== EXTRACT PROVIDED ==
---+---

# Does this make sense?

1. Oct 9, 2008

### tgt

Suppose there exists a homomorphism f:A->B then does it make sense to have

$$f_{Ker(f)}:Ker(f) \to B$$ ?

why doesn't my tex show up?

Offcourse, $$Im(f_{Ker(f)})=1_{B}$$

Moderator Note: Fixed LaTeX.

Last edited: Oct 10, 2008
2. Oct 9, 2008

### Hootenanny

Staff Emeritus
You need to close the tex enviroment. e.g.
Code (Text):
[tex]\frac{dy}{dx}[ /tex]
(without the space in the square brackets of course)

Last edited: Oct 9, 2008
3. Oct 9, 2008

### morphism

What are you trying to say?

4. Oct 9, 2008

### daveyinaz

Are you trying to say that the elements in A that are in the kernel map into B. Well yes that's true since they all map to the zero element within B.

---+---

== RECORD SET ==
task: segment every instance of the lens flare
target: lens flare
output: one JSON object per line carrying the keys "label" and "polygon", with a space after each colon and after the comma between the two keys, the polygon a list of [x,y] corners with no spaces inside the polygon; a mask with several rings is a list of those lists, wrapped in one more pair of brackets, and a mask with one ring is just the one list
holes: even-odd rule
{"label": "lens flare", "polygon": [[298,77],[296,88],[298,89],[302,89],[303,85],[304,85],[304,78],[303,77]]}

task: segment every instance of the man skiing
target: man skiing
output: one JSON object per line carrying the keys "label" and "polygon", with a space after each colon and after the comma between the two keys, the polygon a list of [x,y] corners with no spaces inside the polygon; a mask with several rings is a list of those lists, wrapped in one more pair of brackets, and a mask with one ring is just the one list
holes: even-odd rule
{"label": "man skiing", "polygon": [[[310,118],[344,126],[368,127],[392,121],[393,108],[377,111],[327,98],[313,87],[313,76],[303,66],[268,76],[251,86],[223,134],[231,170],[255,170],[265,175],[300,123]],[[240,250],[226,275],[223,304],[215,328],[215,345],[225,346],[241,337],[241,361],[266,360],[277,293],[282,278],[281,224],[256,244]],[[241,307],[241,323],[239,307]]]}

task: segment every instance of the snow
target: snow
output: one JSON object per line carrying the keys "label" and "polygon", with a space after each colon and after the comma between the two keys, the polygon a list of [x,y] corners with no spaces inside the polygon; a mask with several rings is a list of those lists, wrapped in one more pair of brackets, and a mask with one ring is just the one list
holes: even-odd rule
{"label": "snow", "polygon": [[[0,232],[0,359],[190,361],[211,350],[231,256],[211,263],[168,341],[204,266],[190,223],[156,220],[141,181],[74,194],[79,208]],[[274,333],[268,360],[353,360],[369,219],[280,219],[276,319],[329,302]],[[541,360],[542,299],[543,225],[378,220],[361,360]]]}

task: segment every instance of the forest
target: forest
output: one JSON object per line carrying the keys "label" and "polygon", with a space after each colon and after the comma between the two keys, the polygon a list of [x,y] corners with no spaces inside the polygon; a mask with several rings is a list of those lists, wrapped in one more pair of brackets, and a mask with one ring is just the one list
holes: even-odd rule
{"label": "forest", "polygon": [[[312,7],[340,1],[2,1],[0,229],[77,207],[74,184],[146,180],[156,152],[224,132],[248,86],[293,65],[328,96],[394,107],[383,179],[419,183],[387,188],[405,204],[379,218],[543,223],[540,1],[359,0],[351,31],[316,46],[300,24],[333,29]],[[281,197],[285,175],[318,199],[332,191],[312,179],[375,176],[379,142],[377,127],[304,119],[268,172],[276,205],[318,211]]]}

---+---

== EXERCISE TASKS ==
1. Do the following statements agree with the forum thread about restricting a homomorphism to its kernel? Answer yes or no for each and quote the words of the thread that decide it.
(a) Hootenanny says the tex environment has to be closed.
(b) The first post was last edited on Oct 9, 2008.
(c) daveyinaz says the elements in the kernel all map to the zero element within B.
2. Repeat the part of the forum thread on the kernel of a homomorphism that starts with "Suppose there exists" and goes on through "Note: Fixed LaTeX.".
3. Pick up the forum thread on the kernel of a homomorphism after its last sentence and continue it.

== THE RESULTS ==
1.
(a) Yes: "You need to close the tex enviroment."
(b) No: "Last edited: Oct 10, 2008"
(c) Yes: "they all map to the zero element within B"

2.
Suppose there exists a homomorphism f:A->B then does it make sense to have

$$f_{Ker(f)}:Ker(f) \to B$$ ?

why doesn't my tex show up?

Offcourse, $$Im(f_{Ker(f)})=1_{B}$$

Moderator Note: Fixed LaTeX.

3.
5. Oct 10, 2008

### tgt

Given a map, we can define a new map, mapping the kernel of the map to the range of the map.

6. Oct 10, 2008

### morphism

Yes, but what's the point?

7. Oct 10, 2008

### HallsofIvy

Staff Emeritus
Yes, that makes sense. It isn't very interesting, however, since $f_{Ker(f)}$ is just the identity map f(x)= 1B, as you say.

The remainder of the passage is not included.